┌──

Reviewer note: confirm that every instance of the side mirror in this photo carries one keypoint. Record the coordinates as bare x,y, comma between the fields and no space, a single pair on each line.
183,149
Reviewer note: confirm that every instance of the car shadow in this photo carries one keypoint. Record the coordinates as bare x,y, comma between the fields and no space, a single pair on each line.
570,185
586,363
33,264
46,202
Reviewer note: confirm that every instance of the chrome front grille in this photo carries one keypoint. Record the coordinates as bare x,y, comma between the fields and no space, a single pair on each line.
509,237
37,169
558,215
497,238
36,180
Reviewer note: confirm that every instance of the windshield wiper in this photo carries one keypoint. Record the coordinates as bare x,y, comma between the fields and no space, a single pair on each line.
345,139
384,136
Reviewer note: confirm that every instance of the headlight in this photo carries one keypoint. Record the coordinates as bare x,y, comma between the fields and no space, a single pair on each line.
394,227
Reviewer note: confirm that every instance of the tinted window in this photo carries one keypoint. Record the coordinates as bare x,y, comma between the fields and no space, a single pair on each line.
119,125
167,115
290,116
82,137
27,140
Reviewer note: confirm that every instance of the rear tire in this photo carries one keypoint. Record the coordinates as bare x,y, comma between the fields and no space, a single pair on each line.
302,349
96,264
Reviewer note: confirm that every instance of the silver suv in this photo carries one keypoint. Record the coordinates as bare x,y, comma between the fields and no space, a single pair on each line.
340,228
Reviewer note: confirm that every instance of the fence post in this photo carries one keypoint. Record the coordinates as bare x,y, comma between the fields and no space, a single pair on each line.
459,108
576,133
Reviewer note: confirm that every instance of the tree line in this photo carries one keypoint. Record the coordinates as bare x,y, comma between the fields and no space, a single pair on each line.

└──

Goal of the exercise.
Repeat the data in full. Alter nothing.

Solution for this task.
Reviewer note: confirm that every instance of the side mirror in this photo carries one keypoint. Record the coordinates as bare x,y, comma between the fields and no space, a single pair on each line.
183,149
Reviewer note: confirm that every instance of the car shadow in this photo carries one keypoint. Record the coordinates as bare x,y, comma between the fields and no space, a single pair on each line.
570,185
586,363
33,264
46,202
Reviewer note: confirm that every instance of the chrome front grille in this photo carries one keypoint. Record the coordinates as bare x,y, comma between the fields and no space, a single pair on each line.
509,237
37,169
558,215
497,238
36,180
Reviewer note: confirm that every instance of the windshield wiper in this photo carries one keypoint. Record the coordinates as bare x,y, comma between the fields and no space, a single pair on each line.
345,139
384,136
Reviewer note: confirm that every instance of the headlight in this photo carries one keypoint. Record the coordinates as bare x,y, comma between the fields and no space, a single pair on each line.
394,227
Reviewer note: confirm that every instance of the tinted window in this photo carries one keypoint. Record the coordinates as bare x,y, comma between the fields and no space, a single pair on each line.
119,125
167,115
290,116
82,137
27,140
Reviewer note: confirm that every instance of the rear tire in this photo carries one keypoint. Record the coordinates as bare x,y, comma between the fields and no space, a single pair on each line.
302,349
96,264
Reviewer note: confirm that every instance of the silver suv in this photo carries one keypoint. Record the coordinates as bare x,y, comma between the fields and no space, a single pair on each line.
340,228
Reviewer note: confirm that every instance of the fence post in this photo carries one keypoint. Record the coordinates as bare x,y, comma between the fields and no space, a single pair on each line.
459,108
576,133
Reviewer note: confirm that every instance of the tree line in this photo carries one keypoint. Record the coordinates as bare x,y, comma between the fields and no space, a single pair on each line.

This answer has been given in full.